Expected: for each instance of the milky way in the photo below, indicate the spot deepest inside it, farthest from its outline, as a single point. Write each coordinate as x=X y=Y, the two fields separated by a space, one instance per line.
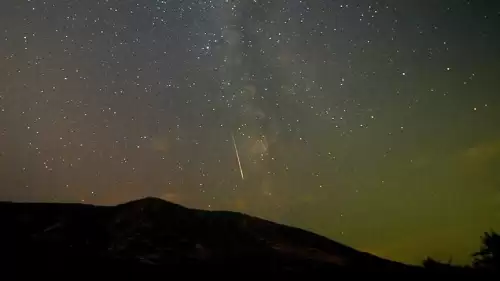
x=374 y=123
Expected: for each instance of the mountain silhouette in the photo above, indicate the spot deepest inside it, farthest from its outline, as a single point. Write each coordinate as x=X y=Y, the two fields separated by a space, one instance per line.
x=152 y=234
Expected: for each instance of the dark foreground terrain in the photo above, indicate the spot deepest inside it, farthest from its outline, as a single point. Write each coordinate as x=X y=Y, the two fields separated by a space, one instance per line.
x=153 y=235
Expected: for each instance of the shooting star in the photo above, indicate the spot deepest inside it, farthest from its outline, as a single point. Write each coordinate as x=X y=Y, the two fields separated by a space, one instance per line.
x=237 y=156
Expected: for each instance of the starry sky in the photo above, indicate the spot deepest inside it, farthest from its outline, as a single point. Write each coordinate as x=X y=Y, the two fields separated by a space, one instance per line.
x=374 y=123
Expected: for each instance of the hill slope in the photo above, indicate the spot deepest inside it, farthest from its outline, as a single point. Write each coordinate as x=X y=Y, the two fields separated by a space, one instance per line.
x=154 y=234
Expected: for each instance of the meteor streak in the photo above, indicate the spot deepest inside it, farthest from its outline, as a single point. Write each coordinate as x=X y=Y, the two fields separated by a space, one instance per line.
x=237 y=156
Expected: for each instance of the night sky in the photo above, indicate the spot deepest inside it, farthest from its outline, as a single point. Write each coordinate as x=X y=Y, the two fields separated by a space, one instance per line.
x=374 y=123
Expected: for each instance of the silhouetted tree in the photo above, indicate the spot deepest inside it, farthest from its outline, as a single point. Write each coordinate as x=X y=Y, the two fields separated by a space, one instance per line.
x=489 y=255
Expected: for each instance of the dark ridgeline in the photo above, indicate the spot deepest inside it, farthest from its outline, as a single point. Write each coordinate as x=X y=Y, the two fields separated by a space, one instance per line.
x=154 y=235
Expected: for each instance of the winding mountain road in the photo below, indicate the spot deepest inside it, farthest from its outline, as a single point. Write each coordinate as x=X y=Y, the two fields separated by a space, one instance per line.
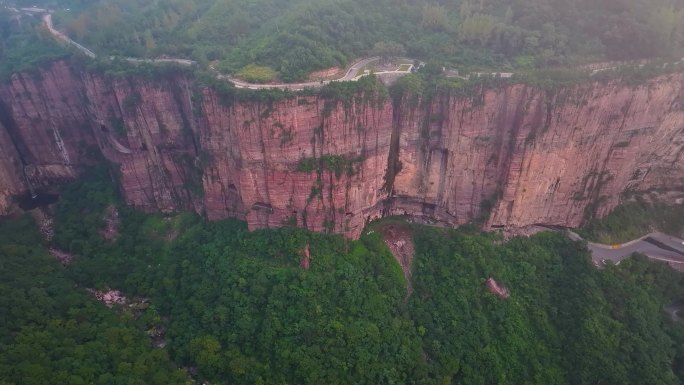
x=352 y=73
x=658 y=246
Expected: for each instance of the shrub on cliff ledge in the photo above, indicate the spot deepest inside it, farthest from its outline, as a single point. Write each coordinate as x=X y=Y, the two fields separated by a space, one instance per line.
x=257 y=74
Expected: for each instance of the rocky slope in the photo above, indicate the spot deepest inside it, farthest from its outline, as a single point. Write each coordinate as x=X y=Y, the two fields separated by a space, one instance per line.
x=521 y=154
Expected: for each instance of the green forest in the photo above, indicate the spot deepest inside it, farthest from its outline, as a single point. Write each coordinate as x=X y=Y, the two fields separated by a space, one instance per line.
x=295 y=37
x=237 y=307
x=263 y=40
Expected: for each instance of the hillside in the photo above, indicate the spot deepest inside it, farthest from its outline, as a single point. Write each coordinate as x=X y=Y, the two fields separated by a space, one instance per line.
x=296 y=37
x=236 y=307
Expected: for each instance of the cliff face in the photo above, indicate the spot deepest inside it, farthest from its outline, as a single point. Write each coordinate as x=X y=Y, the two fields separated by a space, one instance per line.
x=522 y=154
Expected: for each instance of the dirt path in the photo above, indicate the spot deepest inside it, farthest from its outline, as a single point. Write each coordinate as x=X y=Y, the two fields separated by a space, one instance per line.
x=399 y=240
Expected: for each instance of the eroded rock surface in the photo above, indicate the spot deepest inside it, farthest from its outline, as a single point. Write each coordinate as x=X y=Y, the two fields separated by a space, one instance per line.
x=517 y=155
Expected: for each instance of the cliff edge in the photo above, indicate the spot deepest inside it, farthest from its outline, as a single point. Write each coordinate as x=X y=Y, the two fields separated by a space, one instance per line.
x=512 y=156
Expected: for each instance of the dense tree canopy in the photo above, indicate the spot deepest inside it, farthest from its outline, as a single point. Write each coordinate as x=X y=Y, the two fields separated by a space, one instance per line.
x=297 y=36
x=238 y=307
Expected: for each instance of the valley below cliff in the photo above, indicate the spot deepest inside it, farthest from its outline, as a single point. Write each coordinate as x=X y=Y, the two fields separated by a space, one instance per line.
x=506 y=156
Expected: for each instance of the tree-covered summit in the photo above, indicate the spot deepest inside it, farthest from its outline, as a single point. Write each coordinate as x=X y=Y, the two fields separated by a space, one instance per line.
x=295 y=37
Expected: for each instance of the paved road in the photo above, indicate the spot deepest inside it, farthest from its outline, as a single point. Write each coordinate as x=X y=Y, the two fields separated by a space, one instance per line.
x=47 y=19
x=656 y=245
x=352 y=73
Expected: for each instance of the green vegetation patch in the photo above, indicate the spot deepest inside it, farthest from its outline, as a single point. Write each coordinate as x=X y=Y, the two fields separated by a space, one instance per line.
x=335 y=163
x=54 y=332
x=242 y=308
x=257 y=74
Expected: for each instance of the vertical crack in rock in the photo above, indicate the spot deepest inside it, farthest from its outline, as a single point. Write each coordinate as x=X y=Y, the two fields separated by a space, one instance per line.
x=393 y=162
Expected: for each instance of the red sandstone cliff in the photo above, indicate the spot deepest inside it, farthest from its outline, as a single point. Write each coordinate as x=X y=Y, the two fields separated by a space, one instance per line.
x=533 y=156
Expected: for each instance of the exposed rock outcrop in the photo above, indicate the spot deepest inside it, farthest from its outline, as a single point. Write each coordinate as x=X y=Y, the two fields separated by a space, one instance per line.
x=517 y=155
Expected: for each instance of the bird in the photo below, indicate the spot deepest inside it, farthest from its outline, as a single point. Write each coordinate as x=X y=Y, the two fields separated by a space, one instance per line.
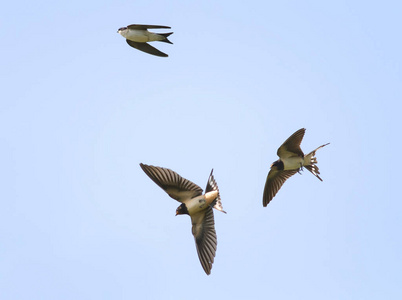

_Instructions to follow_: Retype, without changes, the lines from the one containing "Expected: for each instance of the dark foreground" through the one containing "x=153 y=235", inclusive.

_Output below_:
Expected: for each instance of the dark foreground terrain in the photo above, indicate the spot deepest inside it, farthest from its outline, as a single point. Write each coordinate as x=X y=Y, the two fields separated by a space, one instance per line.
x=153 y=235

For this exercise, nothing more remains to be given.